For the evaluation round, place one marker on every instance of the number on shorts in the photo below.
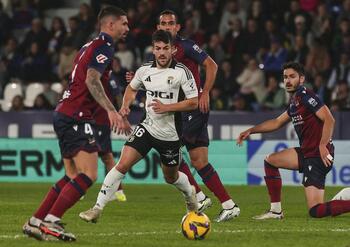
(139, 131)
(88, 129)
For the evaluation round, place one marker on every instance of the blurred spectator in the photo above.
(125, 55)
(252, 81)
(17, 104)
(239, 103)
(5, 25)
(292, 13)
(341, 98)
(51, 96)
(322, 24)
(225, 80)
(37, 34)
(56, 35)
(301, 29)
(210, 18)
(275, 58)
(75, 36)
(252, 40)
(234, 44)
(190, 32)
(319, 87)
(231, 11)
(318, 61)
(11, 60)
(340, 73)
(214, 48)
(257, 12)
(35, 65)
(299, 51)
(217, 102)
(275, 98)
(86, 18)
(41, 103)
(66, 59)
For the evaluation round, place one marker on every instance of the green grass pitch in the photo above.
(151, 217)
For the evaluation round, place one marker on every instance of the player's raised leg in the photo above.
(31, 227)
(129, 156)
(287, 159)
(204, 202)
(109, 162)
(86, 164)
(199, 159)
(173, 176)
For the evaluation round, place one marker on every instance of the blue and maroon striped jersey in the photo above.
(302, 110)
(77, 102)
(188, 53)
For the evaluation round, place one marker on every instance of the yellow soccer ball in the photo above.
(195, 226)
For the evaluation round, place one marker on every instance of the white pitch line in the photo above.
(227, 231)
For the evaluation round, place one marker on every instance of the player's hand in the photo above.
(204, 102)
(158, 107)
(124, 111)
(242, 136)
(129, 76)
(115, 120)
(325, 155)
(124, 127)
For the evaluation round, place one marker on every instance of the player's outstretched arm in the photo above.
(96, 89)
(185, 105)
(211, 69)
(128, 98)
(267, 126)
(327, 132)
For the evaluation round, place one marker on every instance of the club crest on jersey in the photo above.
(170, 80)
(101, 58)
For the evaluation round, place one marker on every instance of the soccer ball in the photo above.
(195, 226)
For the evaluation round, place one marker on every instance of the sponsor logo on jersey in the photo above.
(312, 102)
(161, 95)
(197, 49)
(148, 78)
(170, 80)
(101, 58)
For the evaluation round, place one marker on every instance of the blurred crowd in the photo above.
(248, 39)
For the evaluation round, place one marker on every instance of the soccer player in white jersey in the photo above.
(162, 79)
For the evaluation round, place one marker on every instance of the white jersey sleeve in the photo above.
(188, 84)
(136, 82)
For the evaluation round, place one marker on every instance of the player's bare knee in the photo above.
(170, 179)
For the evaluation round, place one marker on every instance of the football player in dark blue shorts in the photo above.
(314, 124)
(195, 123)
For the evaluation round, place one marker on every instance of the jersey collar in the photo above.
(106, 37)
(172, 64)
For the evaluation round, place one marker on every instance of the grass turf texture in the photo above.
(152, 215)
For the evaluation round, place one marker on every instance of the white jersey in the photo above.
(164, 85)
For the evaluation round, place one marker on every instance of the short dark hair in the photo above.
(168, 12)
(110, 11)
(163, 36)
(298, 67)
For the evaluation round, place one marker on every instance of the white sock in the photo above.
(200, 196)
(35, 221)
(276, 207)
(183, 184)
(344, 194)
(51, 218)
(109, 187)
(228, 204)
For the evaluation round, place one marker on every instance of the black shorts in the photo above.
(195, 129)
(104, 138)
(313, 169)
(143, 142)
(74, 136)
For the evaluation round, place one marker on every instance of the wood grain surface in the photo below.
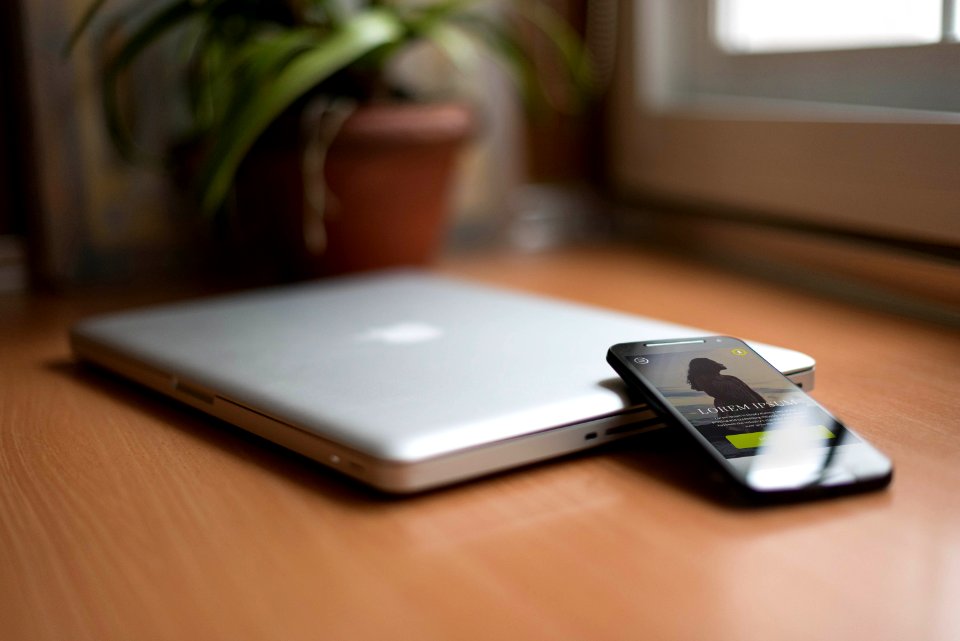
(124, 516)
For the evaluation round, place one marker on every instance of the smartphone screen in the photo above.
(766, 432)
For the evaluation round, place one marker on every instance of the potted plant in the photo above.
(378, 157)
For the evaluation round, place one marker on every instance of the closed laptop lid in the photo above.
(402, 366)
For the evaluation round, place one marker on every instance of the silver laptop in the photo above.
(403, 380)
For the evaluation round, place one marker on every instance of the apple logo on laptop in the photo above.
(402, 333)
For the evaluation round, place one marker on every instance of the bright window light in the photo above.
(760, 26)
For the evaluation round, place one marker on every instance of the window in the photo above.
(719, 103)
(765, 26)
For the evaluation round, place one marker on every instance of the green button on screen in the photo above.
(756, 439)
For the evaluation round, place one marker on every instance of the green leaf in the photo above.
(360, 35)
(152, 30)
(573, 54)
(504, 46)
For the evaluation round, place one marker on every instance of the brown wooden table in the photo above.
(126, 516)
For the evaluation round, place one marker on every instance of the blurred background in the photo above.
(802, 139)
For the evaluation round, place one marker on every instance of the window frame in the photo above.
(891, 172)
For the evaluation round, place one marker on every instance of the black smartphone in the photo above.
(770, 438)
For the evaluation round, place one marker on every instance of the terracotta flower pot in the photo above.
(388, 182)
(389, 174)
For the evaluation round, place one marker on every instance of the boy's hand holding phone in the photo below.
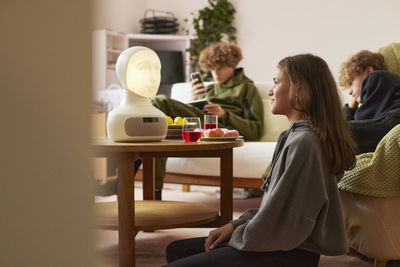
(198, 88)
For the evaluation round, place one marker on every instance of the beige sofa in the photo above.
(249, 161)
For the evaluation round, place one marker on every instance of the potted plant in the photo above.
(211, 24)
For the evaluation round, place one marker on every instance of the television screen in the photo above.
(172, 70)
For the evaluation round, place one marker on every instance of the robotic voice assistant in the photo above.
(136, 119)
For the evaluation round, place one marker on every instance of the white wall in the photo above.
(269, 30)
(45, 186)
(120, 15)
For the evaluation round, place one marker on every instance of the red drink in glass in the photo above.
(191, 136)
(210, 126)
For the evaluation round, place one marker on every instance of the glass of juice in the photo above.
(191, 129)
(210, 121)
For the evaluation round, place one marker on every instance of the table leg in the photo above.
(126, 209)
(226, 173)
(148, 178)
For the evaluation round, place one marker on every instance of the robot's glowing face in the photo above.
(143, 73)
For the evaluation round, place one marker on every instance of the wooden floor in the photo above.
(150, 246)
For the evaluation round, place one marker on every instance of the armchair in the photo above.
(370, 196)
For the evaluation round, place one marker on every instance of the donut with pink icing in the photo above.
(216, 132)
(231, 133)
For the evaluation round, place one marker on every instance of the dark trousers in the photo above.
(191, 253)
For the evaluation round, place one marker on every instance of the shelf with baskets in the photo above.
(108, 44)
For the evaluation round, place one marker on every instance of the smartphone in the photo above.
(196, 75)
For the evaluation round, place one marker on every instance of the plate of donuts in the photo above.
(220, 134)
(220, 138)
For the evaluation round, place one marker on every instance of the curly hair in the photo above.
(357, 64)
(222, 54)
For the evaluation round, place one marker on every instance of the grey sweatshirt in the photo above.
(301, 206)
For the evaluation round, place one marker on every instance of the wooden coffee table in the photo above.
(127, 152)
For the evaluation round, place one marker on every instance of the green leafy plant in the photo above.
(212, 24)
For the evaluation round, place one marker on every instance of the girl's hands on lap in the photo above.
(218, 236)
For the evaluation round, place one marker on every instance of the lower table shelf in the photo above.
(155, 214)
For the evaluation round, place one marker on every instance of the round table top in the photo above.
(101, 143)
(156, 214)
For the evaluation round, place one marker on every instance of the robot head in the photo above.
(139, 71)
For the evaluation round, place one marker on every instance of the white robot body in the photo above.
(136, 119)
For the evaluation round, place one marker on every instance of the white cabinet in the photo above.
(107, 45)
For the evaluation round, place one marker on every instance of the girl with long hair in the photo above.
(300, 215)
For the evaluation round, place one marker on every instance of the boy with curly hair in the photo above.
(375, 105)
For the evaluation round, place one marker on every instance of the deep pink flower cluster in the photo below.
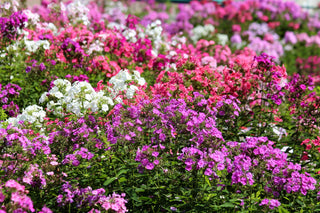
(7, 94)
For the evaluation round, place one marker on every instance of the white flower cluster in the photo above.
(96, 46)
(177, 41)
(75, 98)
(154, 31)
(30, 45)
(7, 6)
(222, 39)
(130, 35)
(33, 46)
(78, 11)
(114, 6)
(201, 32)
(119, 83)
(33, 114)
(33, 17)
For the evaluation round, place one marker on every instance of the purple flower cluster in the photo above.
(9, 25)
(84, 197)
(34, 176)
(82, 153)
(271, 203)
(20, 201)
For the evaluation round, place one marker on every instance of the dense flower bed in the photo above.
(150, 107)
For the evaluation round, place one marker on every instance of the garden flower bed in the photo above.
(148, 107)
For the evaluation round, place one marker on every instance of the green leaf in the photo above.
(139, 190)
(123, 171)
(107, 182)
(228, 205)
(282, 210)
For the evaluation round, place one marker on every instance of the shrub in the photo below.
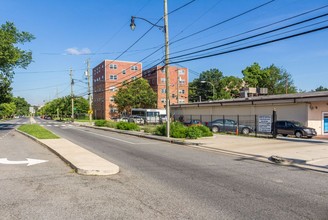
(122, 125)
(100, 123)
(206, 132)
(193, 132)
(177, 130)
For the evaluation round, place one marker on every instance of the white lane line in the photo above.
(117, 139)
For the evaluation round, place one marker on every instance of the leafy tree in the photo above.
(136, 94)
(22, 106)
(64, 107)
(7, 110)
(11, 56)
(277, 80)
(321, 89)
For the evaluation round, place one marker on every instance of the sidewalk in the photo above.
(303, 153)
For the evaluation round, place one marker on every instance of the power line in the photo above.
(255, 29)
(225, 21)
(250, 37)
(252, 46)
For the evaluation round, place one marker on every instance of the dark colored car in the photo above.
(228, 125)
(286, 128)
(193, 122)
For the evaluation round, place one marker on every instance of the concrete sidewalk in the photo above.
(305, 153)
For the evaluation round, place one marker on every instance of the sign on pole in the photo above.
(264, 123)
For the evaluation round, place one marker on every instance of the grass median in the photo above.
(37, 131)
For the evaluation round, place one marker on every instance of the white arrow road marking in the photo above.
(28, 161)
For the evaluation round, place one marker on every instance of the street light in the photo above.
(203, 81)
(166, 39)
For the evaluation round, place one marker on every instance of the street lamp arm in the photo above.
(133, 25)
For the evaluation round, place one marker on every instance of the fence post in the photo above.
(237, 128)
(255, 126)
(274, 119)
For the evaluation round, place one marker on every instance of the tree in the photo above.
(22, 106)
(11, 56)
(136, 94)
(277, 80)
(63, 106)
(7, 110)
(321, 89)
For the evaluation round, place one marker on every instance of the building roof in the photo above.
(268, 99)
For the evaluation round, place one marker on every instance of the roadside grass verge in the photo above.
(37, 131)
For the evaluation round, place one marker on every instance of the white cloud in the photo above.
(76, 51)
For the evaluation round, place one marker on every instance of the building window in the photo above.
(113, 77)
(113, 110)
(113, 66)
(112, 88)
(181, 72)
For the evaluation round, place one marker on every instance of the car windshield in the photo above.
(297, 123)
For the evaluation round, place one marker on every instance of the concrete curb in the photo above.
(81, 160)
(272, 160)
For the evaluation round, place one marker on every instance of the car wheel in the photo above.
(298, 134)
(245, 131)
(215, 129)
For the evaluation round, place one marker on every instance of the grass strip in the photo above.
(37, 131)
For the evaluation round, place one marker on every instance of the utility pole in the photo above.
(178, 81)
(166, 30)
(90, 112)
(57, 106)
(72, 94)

--

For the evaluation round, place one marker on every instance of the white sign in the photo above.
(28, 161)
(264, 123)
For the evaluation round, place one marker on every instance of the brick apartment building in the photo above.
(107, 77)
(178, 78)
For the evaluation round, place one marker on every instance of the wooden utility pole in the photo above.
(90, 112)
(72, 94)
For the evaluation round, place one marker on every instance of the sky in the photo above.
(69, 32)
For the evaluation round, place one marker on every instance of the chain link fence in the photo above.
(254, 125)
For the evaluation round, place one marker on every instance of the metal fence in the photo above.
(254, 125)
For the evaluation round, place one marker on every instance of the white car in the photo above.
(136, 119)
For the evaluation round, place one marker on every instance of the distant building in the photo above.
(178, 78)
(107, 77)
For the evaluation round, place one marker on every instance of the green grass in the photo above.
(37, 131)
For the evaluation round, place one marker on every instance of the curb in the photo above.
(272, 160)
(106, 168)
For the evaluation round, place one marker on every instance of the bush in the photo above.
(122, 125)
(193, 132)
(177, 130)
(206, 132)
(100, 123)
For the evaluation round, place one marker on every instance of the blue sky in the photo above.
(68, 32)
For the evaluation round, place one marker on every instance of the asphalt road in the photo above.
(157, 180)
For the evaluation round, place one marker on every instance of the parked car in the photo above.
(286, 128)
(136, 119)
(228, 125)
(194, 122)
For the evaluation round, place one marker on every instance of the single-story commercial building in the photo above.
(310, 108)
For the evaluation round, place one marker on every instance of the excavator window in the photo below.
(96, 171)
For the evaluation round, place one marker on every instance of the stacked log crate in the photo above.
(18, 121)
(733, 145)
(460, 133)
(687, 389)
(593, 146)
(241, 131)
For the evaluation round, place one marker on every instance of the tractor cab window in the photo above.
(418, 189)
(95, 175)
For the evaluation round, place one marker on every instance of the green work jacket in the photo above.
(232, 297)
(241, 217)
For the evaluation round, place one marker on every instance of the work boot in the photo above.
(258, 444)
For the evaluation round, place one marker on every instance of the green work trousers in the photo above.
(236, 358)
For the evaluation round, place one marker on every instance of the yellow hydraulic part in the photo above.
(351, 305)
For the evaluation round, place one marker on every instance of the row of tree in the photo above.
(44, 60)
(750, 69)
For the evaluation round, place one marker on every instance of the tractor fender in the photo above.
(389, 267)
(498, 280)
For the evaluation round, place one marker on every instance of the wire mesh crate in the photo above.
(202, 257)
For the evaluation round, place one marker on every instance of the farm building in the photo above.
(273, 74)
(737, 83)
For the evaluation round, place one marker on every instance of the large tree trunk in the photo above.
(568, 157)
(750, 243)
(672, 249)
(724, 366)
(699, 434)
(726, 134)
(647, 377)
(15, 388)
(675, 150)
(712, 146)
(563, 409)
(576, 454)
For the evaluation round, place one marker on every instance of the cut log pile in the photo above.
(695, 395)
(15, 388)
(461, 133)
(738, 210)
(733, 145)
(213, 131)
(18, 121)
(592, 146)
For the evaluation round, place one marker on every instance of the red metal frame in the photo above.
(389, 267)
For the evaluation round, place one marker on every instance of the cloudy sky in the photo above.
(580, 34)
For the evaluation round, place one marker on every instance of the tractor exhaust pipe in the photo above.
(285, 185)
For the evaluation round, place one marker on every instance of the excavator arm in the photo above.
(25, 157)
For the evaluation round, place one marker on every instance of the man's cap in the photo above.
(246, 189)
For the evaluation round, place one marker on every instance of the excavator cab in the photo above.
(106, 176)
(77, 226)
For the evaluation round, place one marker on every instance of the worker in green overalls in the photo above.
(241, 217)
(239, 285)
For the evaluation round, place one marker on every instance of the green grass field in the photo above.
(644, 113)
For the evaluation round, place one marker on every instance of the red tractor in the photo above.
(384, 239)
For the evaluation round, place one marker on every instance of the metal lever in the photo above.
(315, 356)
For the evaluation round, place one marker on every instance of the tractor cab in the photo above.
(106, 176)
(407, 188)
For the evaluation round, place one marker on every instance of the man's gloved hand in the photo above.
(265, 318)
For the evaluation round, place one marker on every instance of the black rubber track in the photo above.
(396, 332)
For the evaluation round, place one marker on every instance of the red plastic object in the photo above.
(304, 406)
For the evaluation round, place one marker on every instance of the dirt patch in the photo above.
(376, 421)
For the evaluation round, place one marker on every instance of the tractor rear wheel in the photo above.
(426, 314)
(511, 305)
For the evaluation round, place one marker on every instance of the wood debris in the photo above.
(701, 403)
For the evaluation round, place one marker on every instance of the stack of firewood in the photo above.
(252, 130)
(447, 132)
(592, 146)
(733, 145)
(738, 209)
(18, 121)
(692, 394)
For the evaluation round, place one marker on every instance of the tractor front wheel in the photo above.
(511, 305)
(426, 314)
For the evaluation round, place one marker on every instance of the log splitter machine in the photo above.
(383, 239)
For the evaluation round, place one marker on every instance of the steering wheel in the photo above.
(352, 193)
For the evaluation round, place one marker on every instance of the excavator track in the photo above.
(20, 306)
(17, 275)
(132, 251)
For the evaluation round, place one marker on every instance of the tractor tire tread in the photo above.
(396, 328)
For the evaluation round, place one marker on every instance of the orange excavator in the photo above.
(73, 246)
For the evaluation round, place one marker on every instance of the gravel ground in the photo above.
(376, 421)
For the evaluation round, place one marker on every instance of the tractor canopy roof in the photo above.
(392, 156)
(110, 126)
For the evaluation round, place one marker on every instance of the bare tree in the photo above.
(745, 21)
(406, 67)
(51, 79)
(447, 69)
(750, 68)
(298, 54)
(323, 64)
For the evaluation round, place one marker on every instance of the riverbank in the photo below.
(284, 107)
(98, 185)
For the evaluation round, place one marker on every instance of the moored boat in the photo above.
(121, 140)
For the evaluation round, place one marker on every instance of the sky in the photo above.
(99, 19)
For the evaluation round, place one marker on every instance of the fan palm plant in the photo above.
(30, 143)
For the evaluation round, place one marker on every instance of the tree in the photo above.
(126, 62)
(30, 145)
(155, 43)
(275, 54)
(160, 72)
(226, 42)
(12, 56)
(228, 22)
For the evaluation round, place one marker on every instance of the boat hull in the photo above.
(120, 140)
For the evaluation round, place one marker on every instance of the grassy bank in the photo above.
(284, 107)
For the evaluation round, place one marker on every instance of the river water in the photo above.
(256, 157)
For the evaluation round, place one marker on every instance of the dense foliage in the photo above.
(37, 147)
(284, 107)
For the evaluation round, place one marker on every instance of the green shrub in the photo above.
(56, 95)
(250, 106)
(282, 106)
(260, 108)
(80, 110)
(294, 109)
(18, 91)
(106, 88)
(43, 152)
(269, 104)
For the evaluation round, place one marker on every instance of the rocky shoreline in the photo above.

**TASK OBJECTIVE**
Pick out every line in the records that contains the string "building", and copy each of those lines.

**COMPLETED EXERCISE**
For the evaluation round, place one marker on every instance of the building roof in the photo above.
For the evaluation round, place one marker on every instance of the building window in the photo above.
For the evaluation round, place one marker on every instance of the brick apartment building in the photo above.
For the evaluation round, place one marker on every instance of the distant building in the photo above.
For the evaluation round, place one marker on every instance of the single-story commercial building in the photo above.
For the evaluation round, place one marker on every instance of the farm building in the photo above.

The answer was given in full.